- [EXERCISE AIM]: Report how many lines of the records that follow contain the string "below", giving only the number.

___ EXERCISE INPUTS ___

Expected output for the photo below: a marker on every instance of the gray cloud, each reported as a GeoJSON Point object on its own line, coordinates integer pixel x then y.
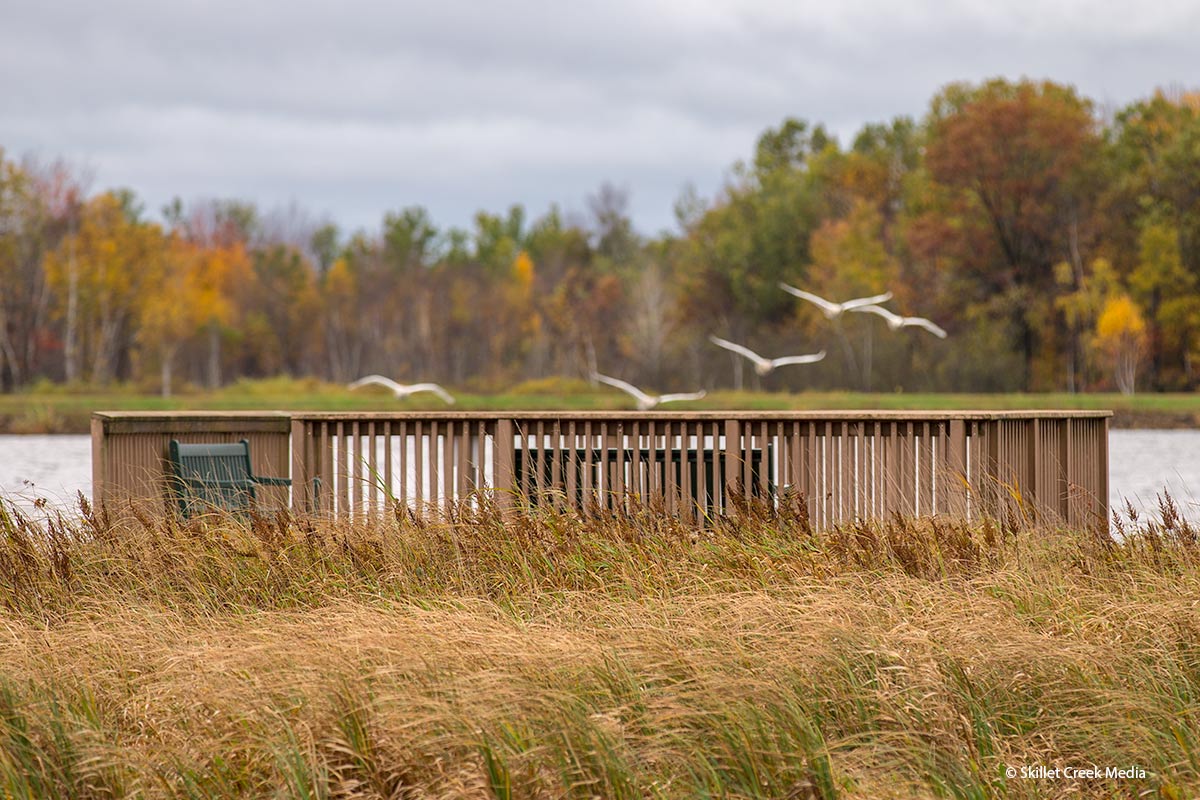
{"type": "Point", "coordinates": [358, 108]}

___
___ EXERCISE INPUTS ___

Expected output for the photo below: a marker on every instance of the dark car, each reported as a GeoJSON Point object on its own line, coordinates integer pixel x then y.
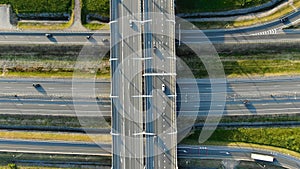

___
___ EXERCISE INPUTS ___

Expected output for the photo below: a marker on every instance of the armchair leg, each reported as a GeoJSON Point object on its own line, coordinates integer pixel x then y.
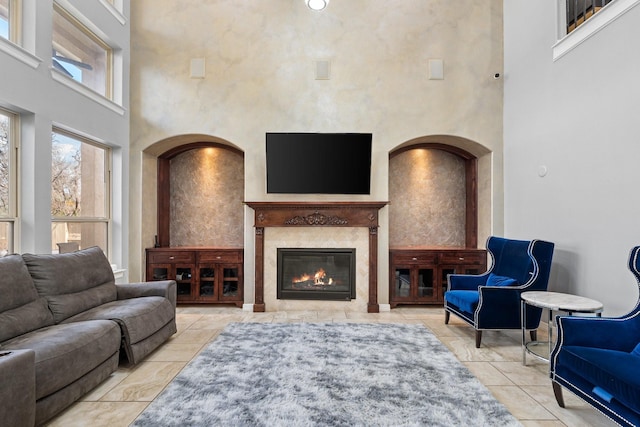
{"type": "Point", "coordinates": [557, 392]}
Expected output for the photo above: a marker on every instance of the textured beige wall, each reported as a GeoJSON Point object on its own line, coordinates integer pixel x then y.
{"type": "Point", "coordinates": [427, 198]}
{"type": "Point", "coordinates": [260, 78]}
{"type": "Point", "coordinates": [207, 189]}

___

- [EXERCISE RESULT]: 3